## Verilen bilgiler

----------

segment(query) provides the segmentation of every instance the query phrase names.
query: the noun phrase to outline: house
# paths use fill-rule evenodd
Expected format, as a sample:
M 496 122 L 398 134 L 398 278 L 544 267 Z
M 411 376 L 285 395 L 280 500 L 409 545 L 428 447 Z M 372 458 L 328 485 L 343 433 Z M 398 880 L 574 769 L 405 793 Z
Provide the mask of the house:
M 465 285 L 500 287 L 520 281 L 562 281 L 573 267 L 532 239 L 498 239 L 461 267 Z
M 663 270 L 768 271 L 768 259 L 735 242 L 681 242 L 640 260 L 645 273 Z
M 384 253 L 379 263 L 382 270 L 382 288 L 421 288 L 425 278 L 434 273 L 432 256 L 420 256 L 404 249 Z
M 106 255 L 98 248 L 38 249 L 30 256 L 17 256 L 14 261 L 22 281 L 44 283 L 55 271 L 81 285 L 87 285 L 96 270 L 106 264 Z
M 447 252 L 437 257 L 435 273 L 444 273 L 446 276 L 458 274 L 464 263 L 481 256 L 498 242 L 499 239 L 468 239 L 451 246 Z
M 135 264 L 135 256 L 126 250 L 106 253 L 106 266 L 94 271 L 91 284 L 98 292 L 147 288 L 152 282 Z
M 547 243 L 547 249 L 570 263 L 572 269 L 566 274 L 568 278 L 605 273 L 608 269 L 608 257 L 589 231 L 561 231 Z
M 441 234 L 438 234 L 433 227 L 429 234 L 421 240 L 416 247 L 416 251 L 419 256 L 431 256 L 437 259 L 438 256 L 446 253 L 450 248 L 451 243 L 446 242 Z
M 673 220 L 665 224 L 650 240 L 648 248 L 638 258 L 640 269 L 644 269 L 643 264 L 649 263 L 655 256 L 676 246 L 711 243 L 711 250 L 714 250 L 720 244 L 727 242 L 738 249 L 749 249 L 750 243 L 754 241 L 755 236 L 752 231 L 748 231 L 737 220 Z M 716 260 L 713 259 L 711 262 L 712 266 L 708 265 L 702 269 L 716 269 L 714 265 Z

----------

## Amaç
Yukarıdaki girdilerin hepsini hiçbir değişiklik yapmadan, harfi harfine tekrar yazın.

## Tam çıktı
segment(query) provides the segmentation of every instance the query phrase names.
query: the noun phrase to outline: house
# paths use fill-rule evenodd
Expected format, as a sample:
M 496 122 L 398 134 L 398 278 L 544 267 Z
M 411 376 L 285 395 L 280 500 L 409 545 L 428 447 Z M 372 458 L 328 485 L 343 433 Z M 398 880 L 574 769 L 405 793 Z
Provide the mask of the house:
M 465 285 L 500 287 L 520 281 L 562 281 L 573 267 L 532 239 L 498 239 L 461 267 Z
M 663 270 L 768 271 L 768 259 L 735 242 L 681 242 L 640 260 L 645 273 Z
M 384 253 L 379 263 L 382 270 L 382 288 L 421 288 L 425 278 L 434 273 L 432 256 L 420 256 L 404 249 Z
M 106 255 L 98 248 L 38 249 L 30 256 L 17 256 L 14 261 L 22 281 L 44 283 L 55 271 L 81 285 L 87 285 L 96 270 L 106 264 Z
M 447 252 L 437 257 L 435 273 L 444 273 L 446 276 L 458 274 L 464 263 L 481 256 L 498 242 L 499 239 L 468 239 L 451 246 Z
M 135 264 L 135 256 L 126 250 L 106 253 L 106 266 L 94 271 L 91 284 L 98 292 L 147 288 L 152 282 Z
M 547 243 L 547 249 L 570 263 L 572 269 L 566 274 L 568 278 L 605 273 L 608 269 L 608 257 L 589 231 L 561 231 Z
M 441 234 L 438 234 L 433 227 L 429 234 L 421 240 L 416 247 L 416 251 L 419 256 L 431 256 L 437 259 L 438 256 L 446 253 L 450 248 L 451 243 L 446 242 Z
M 673 220 L 665 224 L 650 240 L 648 248 L 638 258 L 640 269 L 644 269 L 643 264 L 649 263 L 655 256 L 676 246 L 711 243 L 711 250 L 714 250 L 720 244 L 727 242 L 738 249 L 749 249 L 750 243 L 754 241 L 755 236 L 752 231 L 748 231 L 737 220 Z M 716 260 L 713 259 L 711 262 L 712 266 L 708 265 L 702 269 L 716 269 L 714 265 Z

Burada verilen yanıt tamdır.